## EXERCISE REQUIREMENTS
Please quote the article on COVID-19 testing word for word, starting at "Speaking virtually on" and ending at "and Peers heard.".

## EXCERPTED TEXT
COVID-19 Testing Should Be Clinically Driven, UK Lawmakers Told

COVID-19 Testing Should Be Clinically Driven, UK Lawmakers Told
Undated file photo of Professor Andrew J Pollard, professor of paediatric infection and immunity at the University of Oxford. John Cairns/University of Oxford/Handout via PA
Lily Zhou
Updated:

The UK should stop the community testing for COVID-19, and only test those who become ill, a group of lawmakers heard.

Speaking virtually on Tuesday at an All-Party Parliamentary Group on Coronavirus evidence hearing, Professor Sir Andrew Pollard, director of the Oxford Vaccine Group, said the absence of children at schools is “largely driven by the testing policies.”

“If you test a lot of children and show that there’s [sic] some cases, and you end up sending home their contacts or classes or even year groups, that has a huge impact,” MPs and Peers heard.

Pollard said that there’s no need to disrupt education en-mass because children, in general, don’t get severe COVID-19 symptoms from the CCP (Chinese Communist Party) virus, and those who are most susceptible to severe diseases will be offered vaccination.

## GIVEN RECORDS
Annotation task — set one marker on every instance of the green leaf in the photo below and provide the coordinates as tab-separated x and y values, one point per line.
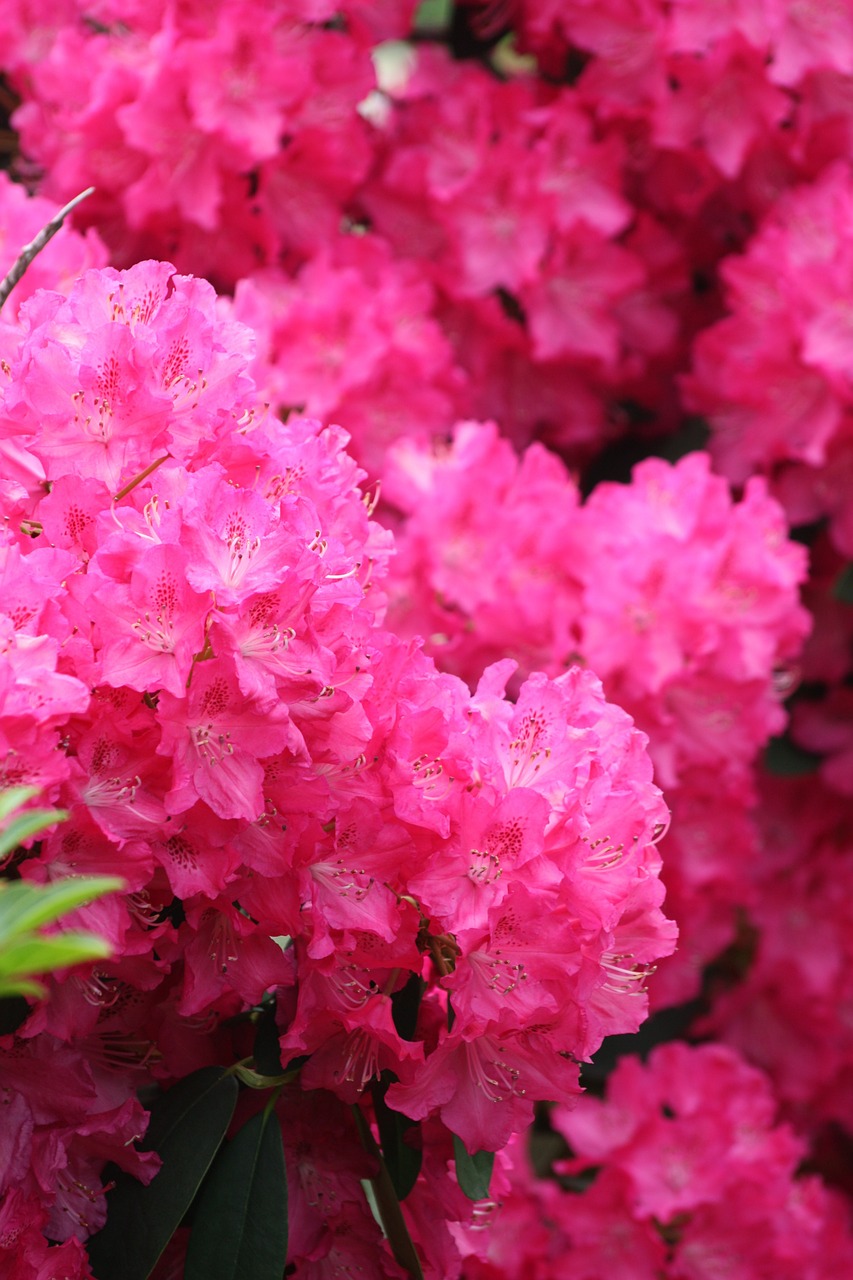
30	823
24	906
187	1127
13	798
386	1206
402	1160
30	955
788	760
240	1226
473	1173
258	1080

## ANSWER TO THE EXERCISE
Speaking virtually on Tuesday at an All-Party Parliamentary Group on Coronavirus evidence hearing, Professor Sir Andrew Pollard, director of the Oxford Vaccine Group, said the absence of children at schools is “largely driven by the testing policies.”

“If you test a lot of children and show that there’s [sic] some cases, and you end up sending home their contacts or classes or even year groups, that has a huge impact,” MPs and Peers heard.